Article:
And Revelation 22:18-19 closes the canon with a warning that is applied explicitly to the words of the book of prophecy but that the church has consistently understood as applicable to the completed canon of Scripture: “For I testify unto every man that heareth the words of the prophecy of this book, If any man shall add unto these things, God shall add unto him the plagues that are written in this book: and if any man shall take away from the words of the book of this prophecy, God shall take away his part out of the book of life.”
Add not. Take not away. The revelation is complete. The Word as given is the final word. Nothing stands alongside it as co-equal revelation. Nothing supplements it as ongoing prophetic addition. The canon is closed, not by the decision of a church council, but by the declaration of the God who gave it.
Is This Circular?
The objection will be raised: you are using the Bible to prove the Bible. Is this not circular? The response has two parts.
First, as noted at the opening of this post, every ultimate authority is self-validating. The Catholic appeal to the Church is validated by the Church. The secular appeal to the Constitution is validated by the principles the Constitution embeds. There is no position that is not ultimately self-grounding. The question is whether the self-testimony is coherent and whether it is corroborated by external evidence.

Entries shown:
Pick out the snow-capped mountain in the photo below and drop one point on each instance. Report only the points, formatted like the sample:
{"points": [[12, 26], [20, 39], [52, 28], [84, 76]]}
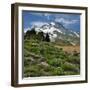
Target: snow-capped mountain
{"points": [[57, 32]]}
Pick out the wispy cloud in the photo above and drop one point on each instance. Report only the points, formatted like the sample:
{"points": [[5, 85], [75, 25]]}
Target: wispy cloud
{"points": [[66, 21], [38, 23]]}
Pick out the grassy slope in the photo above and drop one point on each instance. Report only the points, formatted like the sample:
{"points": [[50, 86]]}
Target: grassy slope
{"points": [[44, 59]]}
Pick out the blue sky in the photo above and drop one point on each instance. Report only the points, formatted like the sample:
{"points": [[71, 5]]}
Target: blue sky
{"points": [[70, 21]]}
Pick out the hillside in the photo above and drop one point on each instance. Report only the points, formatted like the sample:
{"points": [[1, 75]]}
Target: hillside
{"points": [[44, 59], [51, 50]]}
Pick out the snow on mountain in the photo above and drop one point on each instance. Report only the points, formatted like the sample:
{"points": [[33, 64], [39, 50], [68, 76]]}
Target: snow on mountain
{"points": [[57, 31], [76, 34]]}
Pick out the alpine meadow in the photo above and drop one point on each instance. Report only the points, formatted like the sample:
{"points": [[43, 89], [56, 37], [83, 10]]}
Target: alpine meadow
{"points": [[51, 44]]}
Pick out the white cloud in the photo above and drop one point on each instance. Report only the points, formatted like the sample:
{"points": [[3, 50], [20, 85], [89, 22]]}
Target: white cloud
{"points": [[38, 23], [66, 21]]}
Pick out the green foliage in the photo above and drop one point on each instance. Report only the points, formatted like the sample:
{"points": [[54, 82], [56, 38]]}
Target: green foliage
{"points": [[42, 58]]}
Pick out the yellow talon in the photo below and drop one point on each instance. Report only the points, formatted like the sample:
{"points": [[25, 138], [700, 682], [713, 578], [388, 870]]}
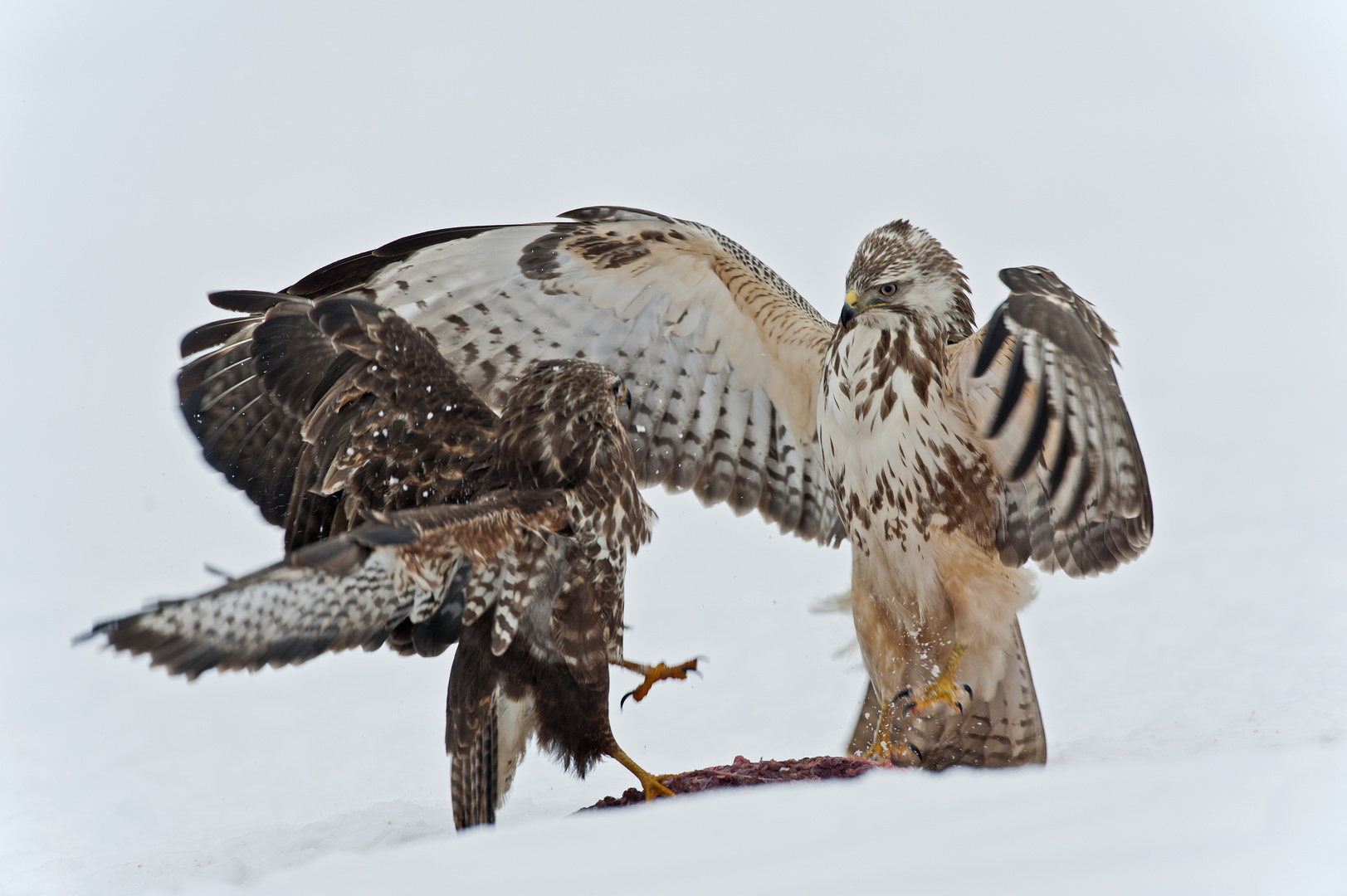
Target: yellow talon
{"points": [[650, 783], [652, 674], [942, 690]]}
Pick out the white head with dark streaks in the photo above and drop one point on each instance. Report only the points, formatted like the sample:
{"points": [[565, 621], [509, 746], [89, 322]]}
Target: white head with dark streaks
{"points": [[905, 269]]}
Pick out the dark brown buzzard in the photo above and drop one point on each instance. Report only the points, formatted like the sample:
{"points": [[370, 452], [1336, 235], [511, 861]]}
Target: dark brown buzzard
{"points": [[417, 518]]}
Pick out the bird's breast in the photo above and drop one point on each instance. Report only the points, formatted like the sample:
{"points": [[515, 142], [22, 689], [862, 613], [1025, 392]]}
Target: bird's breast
{"points": [[901, 464]]}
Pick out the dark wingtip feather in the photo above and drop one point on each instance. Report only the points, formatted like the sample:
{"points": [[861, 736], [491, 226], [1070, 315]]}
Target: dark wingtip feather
{"points": [[207, 336], [1040, 427], [246, 300], [996, 337], [612, 213], [1014, 387]]}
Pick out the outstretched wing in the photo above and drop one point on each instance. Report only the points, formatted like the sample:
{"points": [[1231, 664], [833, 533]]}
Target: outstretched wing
{"points": [[421, 569], [1039, 387], [722, 356], [325, 411]]}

What is asked:
A. Write out the passage from the post on the closed canon, starting with "Add not. Take" and going on through "has two parts.".
B. According to the post on the closed canon, by what is the canon closed, rather than by the decision of a church council?
The records come from a separate source.

Correct answers:
A.
Add not. Take not away. The revelation is complete. The Word as given is the final word. Nothing stands alongside it as co-equal revelation. Nothing supplements it as ongoing prophetic addition. The canon is closed, not by the decision of a church council, but by the declaration of the God who gave it.
Is This Circular?
The objection will be raised: you are using the Bible to prove the Bible. Is this not circular? The response has two parts.

B. By the declaration of the God who gave it.